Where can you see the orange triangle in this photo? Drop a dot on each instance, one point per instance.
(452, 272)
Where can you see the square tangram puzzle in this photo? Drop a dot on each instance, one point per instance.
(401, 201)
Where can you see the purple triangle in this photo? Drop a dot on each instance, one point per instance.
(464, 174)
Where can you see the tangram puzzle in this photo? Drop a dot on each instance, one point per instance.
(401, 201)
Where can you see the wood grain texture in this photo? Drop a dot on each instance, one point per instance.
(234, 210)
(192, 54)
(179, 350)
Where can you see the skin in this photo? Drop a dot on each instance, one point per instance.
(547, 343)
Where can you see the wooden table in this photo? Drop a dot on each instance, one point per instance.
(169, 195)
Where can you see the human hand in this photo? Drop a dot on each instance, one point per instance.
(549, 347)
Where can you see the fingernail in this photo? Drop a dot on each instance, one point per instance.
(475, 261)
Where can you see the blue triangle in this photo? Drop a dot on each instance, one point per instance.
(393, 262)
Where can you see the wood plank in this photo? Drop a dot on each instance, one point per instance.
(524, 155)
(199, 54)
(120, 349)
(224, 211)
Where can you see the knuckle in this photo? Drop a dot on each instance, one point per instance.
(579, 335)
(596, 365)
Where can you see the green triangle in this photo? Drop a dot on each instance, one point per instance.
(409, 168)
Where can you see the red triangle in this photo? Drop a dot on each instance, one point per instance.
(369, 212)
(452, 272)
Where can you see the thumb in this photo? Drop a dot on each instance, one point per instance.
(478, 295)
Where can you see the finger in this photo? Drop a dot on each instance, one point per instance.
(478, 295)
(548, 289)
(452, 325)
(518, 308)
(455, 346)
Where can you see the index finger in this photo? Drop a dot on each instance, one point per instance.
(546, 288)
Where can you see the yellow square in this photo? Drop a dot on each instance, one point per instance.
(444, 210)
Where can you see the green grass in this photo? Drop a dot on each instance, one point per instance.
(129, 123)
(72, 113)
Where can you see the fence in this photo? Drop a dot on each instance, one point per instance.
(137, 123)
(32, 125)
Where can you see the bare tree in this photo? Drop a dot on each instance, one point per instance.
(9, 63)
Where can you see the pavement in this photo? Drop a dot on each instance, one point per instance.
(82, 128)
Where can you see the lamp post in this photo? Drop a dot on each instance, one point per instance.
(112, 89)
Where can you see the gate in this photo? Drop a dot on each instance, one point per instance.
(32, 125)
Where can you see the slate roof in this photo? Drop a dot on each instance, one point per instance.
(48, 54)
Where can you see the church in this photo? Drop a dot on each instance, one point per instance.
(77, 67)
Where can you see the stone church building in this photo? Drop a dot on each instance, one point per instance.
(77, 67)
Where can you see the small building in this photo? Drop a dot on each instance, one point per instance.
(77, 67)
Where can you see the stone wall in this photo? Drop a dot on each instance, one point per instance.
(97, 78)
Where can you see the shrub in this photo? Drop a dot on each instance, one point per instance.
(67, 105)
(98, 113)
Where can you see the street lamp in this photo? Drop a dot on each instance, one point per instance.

◇ ◇ ◇ ◇ ◇ ◇ ◇

### Task details
Transcribe every entry verbatim.

### Answer to this exercise
Where can you see the orange triangle in this photo? Drop a dot on each instance, one point per instance.
(452, 272)
Where can you see the square tangram puzzle in this photo? Drop a dot on each instance, one point per instance.
(401, 201)
Where can you see the purple triangle in this photo? Drop a dot on each instance, one point per instance.
(464, 174)
Where can you see the tangram puzzle in this photo? Drop a dot on each instance, one point per instance.
(401, 201)
Where can you see the wood grain texture in this photo? Drop a dot on each instance, one point per instance.
(234, 210)
(192, 54)
(179, 350)
Where can you see the skin in this photo? Drop a dot on each instance, one point per instance.
(547, 343)
Where can you see the wooden table in this photo? Drop a dot on each instance, one point per instance.
(169, 195)
Where can you see the human hand in this photo? Drop a dot on each instance, one point per instance.
(549, 347)
Where can you see the fingernail in this photo? Drop a dot on each instance, one point per instance.
(475, 261)
Where can you see the blue triangle in this photo? Drop a dot on each instance, one point per instance.
(393, 262)
Where can you see the wood plank in this photo? Drop a dot on each instance, one point per instance.
(524, 155)
(199, 54)
(120, 349)
(224, 211)
Where can you see the knuckle in this photo? Drop a dot on each instance, one point per instance.
(579, 335)
(596, 365)
Where can you see the green triangle in this photo? Drop a dot on each instance, one point per instance.
(409, 168)
Where can you see the red triangle in this photo? Drop a dot on each instance, one point per instance.
(369, 212)
(452, 272)
Where can you see the thumb in this photo? Drop a dot on each instance, one point per instance.
(478, 295)
Where can you see the finger in this photo? Drop a dot on each instance, one point per instance.
(478, 295)
(548, 289)
(452, 325)
(518, 308)
(455, 346)
Where can you see the index finger in this photo? Drop a dot on each instance, one point per instance.
(546, 288)
Where can you see the yellow square in this photo? Drop a dot on each instance, one point per instance.
(444, 210)
Where can you see the green grass in this photo? Drop a dot on each instance, one point per instance.
(129, 123)
(72, 113)
Where can you see the fence in this photo? Drop a dot on each instance, one point per instance.
(137, 123)
(32, 125)
Where can you see the bare tree in this photo? Drop a dot on each instance, one point per instance.
(9, 63)
Where can you see the pavement in this photo? Drop a dot on each instance, one point per instance.
(82, 128)
Where can you see the lamp post in this photo? Drop a dot on each instance, one point per instance.
(112, 89)
Where can you see the gate in this photo? Drop a dot on each instance, one point per instance.
(32, 125)
Where can you see the slate roof in this photo? Drop a dot on each instance, one point per instance.
(48, 54)
Where can you see the church in this photo? Drop a dot on each instance, one point per instance.
(77, 67)
Where can you see the stone church building in this photo? Drop a dot on each instance, one point per instance.
(77, 67)
Where can you see the small building in this photo? Drop a dot on each instance, one point per instance.
(77, 67)
Where can you see the stone wall in this photo? Drop a dot on each instance, one point per instance.
(97, 78)
Where can you see the shrub in this photo? Drop a dot on each instance, one point per instance.
(67, 105)
(98, 113)
Where can you see the street lamp in this photo? Drop a dot on each instance, one point per instance.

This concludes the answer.